[start SELECTED EXCERPT]

Metropolitan News-Enterprise

 

Wednesday, November 18, 2015

 

Page 1

 

Brown Names 25 Judges, Seven in Los Angeles

 

By KENNETH OFGANG, Staff Writer

 

 

MICHELLE M. AHNN

Deputy Alternate Public Defender

EWUSI MENSAH FRIMPON

Lawyer

STEPHEN I. GOORVITCH

Assistant U.S. Attorney

MAURICE A. LEITER

Lawyer

CATHERINE J. PRATT

Superior Court Commissioner

THERESA M. TRABER

Lawyer

JOSHUA D. WAYSER

Lawyer

 

Gov. Jerry Brown yesterday named 25 people to serve as superior court judges, including seven who will serve on the Los Angeles Superior Court.

The new judges here will be Michelle M. Ahnn, Maame Ewusi-Mensah Frimpong, Stephen I. Goorvitch, Maurice A. Leiter, Catherine J. Pratt, Theresa M. Traber and Joshua D. Wayser.

Ahnn, 42, has served as a deputy alternate public defender since 2001. She was a lecturer at UCLA School of Law from 2004 to 2005 and an E. Barrett Prettyman Fellow at Georgetown University Law Center from 1999 to 2001.

[end SELECTED EXCERPT]

REQUIRED WORK ->
[1] Condense the paragraph beginning "Ahnn, 42, has served" from the judicial appointments article into a short list that keeps its main facts.
[2] Write the next part of the judicial appointments article, picking up after its final sentence.
The material that comes next has no connection to the judicial appointments article.

[start SUPPLIED RECORDS]

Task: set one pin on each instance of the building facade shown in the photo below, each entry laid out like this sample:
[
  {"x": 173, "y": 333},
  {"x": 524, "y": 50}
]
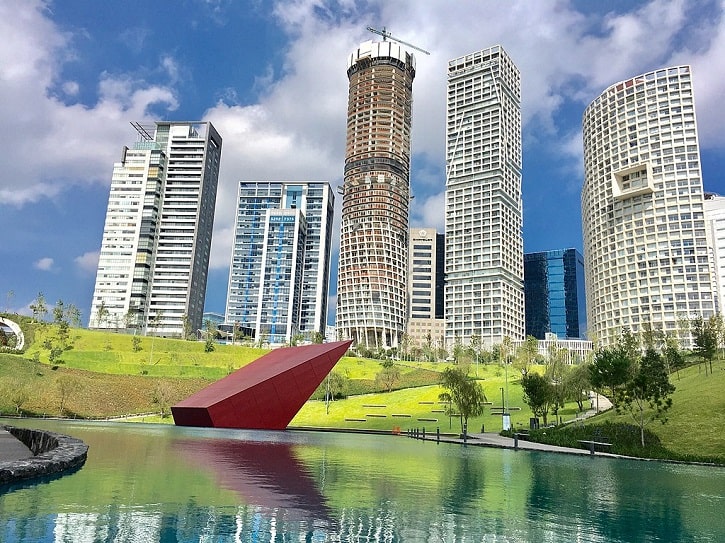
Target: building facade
[
  {"x": 715, "y": 223},
  {"x": 152, "y": 270},
  {"x": 554, "y": 294},
  {"x": 426, "y": 287},
  {"x": 484, "y": 221},
  {"x": 646, "y": 256},
  {"x": 373, "y": 267},
  {"x": 280, "y": 266}
]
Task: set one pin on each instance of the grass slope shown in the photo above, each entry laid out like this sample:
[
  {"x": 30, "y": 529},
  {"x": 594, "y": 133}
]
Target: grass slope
[
  {"x": 112, "y": 379},
  {"x": 696, "y": 422}
]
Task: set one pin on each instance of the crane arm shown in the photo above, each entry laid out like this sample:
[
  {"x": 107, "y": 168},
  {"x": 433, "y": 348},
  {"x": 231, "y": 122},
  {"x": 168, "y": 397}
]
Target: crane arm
[{"x": 385, "y": 34}]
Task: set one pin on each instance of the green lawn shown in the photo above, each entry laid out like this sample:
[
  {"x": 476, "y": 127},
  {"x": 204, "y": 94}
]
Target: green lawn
[
  {"x": 696, "y": 421},
  {"x": 112, "y": 379}
]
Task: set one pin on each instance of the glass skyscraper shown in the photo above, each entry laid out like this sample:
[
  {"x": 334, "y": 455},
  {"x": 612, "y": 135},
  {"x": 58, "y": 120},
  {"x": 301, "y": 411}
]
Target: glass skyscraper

[end SUPPLIED RECORDS]

RESULTS ->
[1]
- Age: 42
- Deputy alternate public defender since 2001
- Lecturer at UCLA School of Law, 2004 to 2005
- E. Barrett Prettyman Fellow at Georgetown University Law Center, 1999 to 2001

[2]
Ahnn clerked for Judge Napoleon A. Jones Jr. at the U.S. District Court for the Southern District of California from 1998 to 1999 and is a graduate of Brown University and UCLA School of Law. She fills the vacancy created by the elevation of Lee S. Edmon to the Court of Appeal.

Frimpong, 39, is a Los Angeles area native who lives in Silver Spring, Md. and has served as vice president, general counsel and corporate secretary of the Millennium Challenge Corporation, a U.S. government foreign aid agency, since January.

She served in several positions at the U.S. Department of Justice from 2007 until she was named to her present position. She was an associate at Morrison and Foerster LLP from 2002 to 2007 and served as a law clerk for Ninth U.S. Circuit Court of Appeals Judge Stephen Reinhardt from 2001 to 2002.

A graduate of Harvard University and Yale Law School, she fills the vacancy created by the retirement of Judge Thomas R. White.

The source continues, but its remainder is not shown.